▶ [AVAILABLE RECORDS]:
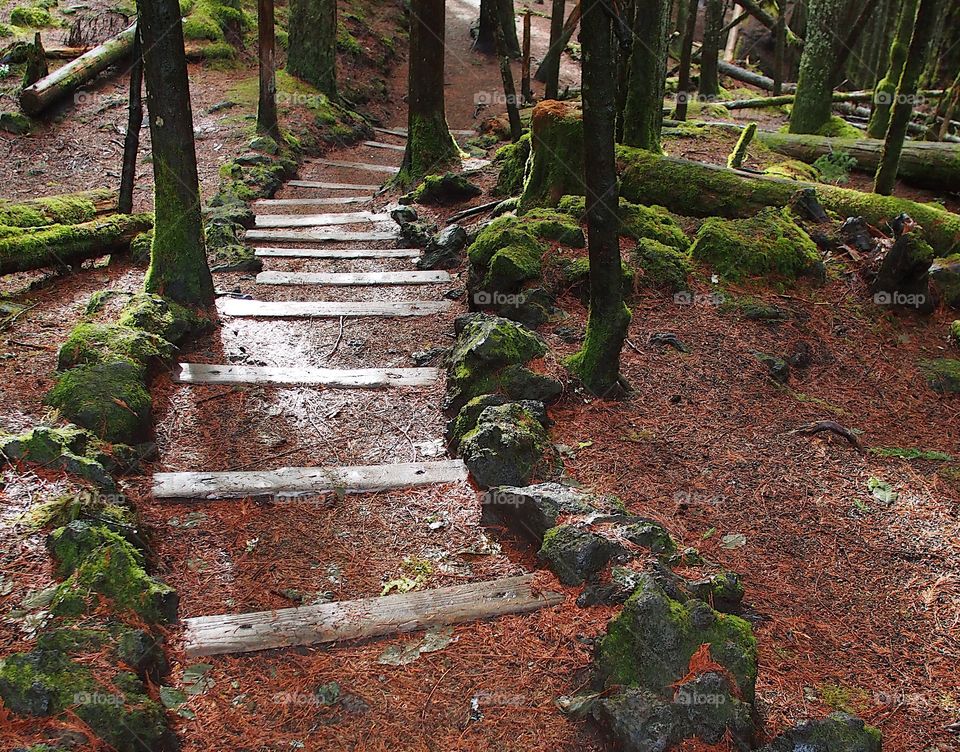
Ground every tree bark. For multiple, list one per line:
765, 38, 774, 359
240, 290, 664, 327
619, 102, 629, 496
287, 0, 337, 99
873, 0, 940, 196
137, 0, 213, 306
567, 0, 630, 396
790, 0, 844, 133
117, 26, 143, 214
623, 0, 670, 153
699, 0, 723, 99
397, 0, 460, 185
867, 0, 919, 138
257, 0, 283, 144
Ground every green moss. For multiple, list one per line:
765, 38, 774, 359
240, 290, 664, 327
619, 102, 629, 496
493, 133, 530, 196
690, 208, 822, 281
57, 323, 173, 374
630, 238, 693, 292
10, 6, 57, 29
46, 360, 151, 444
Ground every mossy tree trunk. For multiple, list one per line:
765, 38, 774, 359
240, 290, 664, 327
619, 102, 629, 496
623, 0, 668, 153
867, 0, 919, 138
257, 0, 282, 143
790, 0, 844, 133
397, 0, 460, 185
567, 0, 630, 396
137, 0, 213, 306
287, 0, 337, 99
699, 0, 723, 99
873, 0, 940, 196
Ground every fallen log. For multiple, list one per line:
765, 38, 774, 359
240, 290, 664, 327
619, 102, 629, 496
20, 23, 137, 115
0, 188, 117, 227
665, 123, 960, 191
616, 146, 960, 256
0, 214, 153, 275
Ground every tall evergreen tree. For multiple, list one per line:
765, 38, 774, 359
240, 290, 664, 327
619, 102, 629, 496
397, 0, 460, 185
790, 0, 845, 133
137, 0, 213, 306
567, 0, 630, 395
873, 0, 940, 196
287, 0, 337, 99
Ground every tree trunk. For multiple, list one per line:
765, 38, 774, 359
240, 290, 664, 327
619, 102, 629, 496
397, 0, 460, 185
567, 0, 632, 396
537, 0, 567, 99
673, 0, 700, 120
257, 0, 283, 144
20, 19, 136, 115
790, 0, 844, 133
117, 32, 143, 214
700, 0, 723, 99
137, 0, 213, 306
287, 0, 337, 99
873, 0, 940, 196
867, 0, 919, 138
623, 0, 670, 153
0, 214, 152, 275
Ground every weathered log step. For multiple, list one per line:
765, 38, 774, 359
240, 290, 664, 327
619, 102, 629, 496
174, 363, 440, 389
257, 271, 451, 287
254, 211, 391, 228
287, 180, 381, 193
183, 574, 564, 658
253, 196, 373, 209
153, 460, 467, 500
253, 248, 420, 259
363, 141, 407, 152
244, 229, 399, 243
217, 298, 452, 319
313, 159, 400, 175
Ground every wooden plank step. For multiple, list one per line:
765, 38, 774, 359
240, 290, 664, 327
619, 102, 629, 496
244, 228, 399, 243
174, 363, 440, 389
363, 141, 407, 152
257, 271, 451, 287
254, 211, 392, 227
253, 196, 373, 209
313, 159, 400, 175
217, 298, 452, 319
153, 460, 467, 500
253, 248, 420, 259
287, 180, 382, 193
183, 574, 564, 658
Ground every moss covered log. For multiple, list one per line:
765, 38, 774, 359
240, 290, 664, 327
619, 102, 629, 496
618, 147, 960, 256
0, 188, 118, 227
0, 214, 153, 274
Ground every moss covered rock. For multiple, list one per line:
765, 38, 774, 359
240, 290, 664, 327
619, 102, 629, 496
690, 208, 823, 281
46, 360, 151, 444
460, 402, 550, 488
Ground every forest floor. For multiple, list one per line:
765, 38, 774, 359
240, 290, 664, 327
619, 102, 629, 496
0, 0, 960, 752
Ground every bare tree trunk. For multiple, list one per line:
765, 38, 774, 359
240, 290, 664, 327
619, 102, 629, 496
117, 29, 143, 214
257, 0, 283, 144
137, 0, 213, 306
567, 0, 630, 396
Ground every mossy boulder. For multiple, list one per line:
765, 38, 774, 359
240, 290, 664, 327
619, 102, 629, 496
48, 520, 178, 623
597, 574, 757, 703
403, 172, 483, 206
493, 133, 530, 196
759, 713, 882, 752
690, 208, 824, 281
920, 358, 960, 394
46, 360, 151, 444
459, 402, 550, 488
57, 323, 174, 374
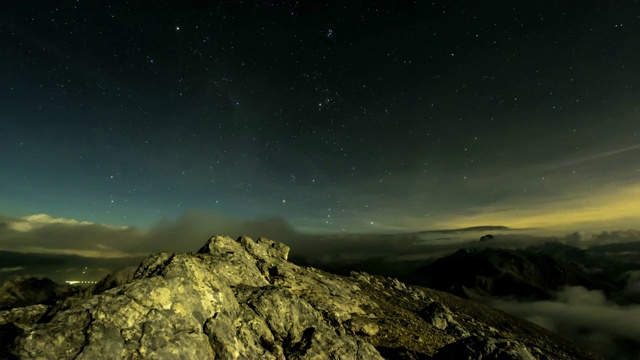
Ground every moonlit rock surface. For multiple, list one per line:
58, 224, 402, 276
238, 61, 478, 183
0, 236, 596, 360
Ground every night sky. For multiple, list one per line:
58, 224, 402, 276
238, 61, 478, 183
0, 0, 640, 233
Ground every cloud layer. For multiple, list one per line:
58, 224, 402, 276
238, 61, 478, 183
489, 286, 640, 360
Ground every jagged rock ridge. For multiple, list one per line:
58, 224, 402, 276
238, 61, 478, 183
0, 236, 596, 359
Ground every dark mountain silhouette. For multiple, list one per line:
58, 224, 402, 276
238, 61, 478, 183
403, 247, 616, 300
0, 236, 598, 360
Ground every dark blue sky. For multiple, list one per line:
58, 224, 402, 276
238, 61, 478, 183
0, 1, 640, 232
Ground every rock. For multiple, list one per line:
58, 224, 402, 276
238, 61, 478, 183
480, 234, 493, 242
0, 236, 595, 360
433, 336, 536, 360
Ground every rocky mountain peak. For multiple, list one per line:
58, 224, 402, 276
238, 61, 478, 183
0, 235, 596, 360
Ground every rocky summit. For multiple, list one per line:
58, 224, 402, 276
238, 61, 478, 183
0, 236, 597, 360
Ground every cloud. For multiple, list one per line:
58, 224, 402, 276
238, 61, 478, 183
489, 286, 640, 359
6, 214, 94, 232
446, 185, 640, 231
548, 145, 640, 170
0, 211, 297, 258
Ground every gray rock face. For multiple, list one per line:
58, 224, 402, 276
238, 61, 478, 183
0, 236, 595, 360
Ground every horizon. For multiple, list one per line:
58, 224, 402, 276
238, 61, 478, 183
0, 1, 640, 251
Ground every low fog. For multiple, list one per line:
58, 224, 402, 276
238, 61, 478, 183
488, 283, 640, 360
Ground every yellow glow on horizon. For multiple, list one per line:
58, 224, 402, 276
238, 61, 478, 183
445, 185, 640, 228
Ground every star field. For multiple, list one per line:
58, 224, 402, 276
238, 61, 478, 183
0, 1, 640, 232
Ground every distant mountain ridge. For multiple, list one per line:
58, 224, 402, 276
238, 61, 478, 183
403, 245, 617, 300
0, 236, 598, 360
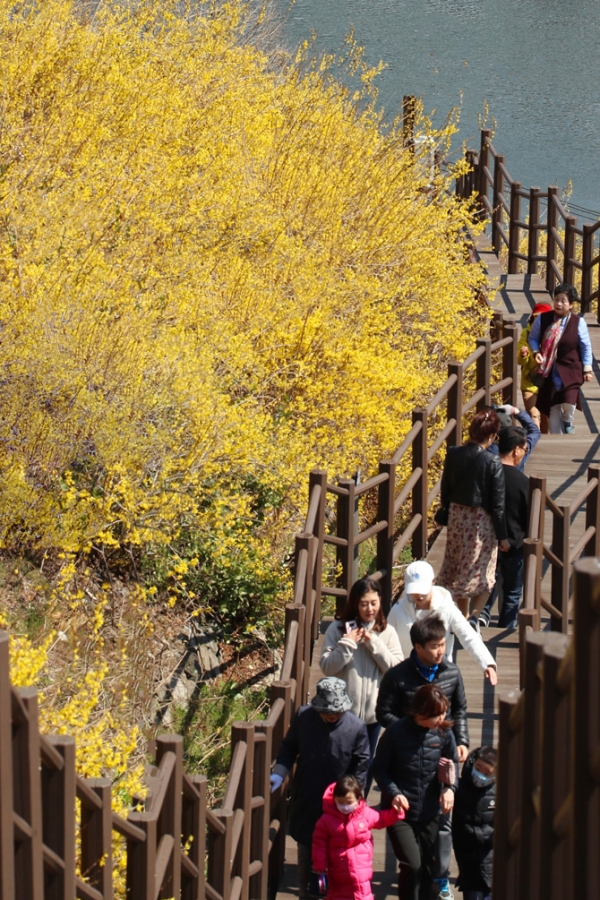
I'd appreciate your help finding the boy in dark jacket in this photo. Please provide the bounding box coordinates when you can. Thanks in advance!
[452,747,497,900]
[375,613,469,900]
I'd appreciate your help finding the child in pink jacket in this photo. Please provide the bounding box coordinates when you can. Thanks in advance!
[312,775,404,900]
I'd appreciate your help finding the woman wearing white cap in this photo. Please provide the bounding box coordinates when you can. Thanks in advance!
[388,559,498,685]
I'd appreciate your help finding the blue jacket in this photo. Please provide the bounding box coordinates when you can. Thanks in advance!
[273,706,370,846]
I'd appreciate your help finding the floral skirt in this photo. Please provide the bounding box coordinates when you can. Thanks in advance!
[436,503,498,599]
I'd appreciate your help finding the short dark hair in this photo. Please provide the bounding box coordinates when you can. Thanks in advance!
[475,747,498,768]
[552,282,579,305]
[340,576,387,631]
[410,684,454,728]
[410,615,446,647]
[333,775,363,800]
[469,409,502,443]
[498,425,527,456]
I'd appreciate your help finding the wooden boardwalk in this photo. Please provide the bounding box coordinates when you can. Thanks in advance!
[277,248,600,900]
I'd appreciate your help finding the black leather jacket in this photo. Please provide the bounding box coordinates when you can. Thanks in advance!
[441,441,506,541]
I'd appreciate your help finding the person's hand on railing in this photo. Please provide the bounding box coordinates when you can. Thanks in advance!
[392,794,410,812]
[269,773,283,794]
[483,666,498,687]
[440,788,454,815]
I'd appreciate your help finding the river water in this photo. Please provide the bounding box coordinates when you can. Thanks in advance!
[275,0,600,222]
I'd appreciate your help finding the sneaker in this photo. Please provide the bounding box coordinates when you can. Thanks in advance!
[434,878,454,900]
[466,616,481,636]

▶ [YOUR GOAL]: Rewrite the records starting at the line that contains "Ground every mossy boulder." and ending after the line that contains "920, 358, 960, 394", with "boulder" changed to "rock" and nothing else altered.

▶ [FULL RESPONSE]:
Ground every mossy rock. For multiple, list one per line:
765, 38, 774, 359
240, 290, 664, 327
619, 102, 629, 496
48, 520, 178, 623
597, 574, 757, 703
403, 172, 483, 206
493, 133, 530, 196
759, 713, 882, 752
690, 208, 824, 281
920, 358, 960, 394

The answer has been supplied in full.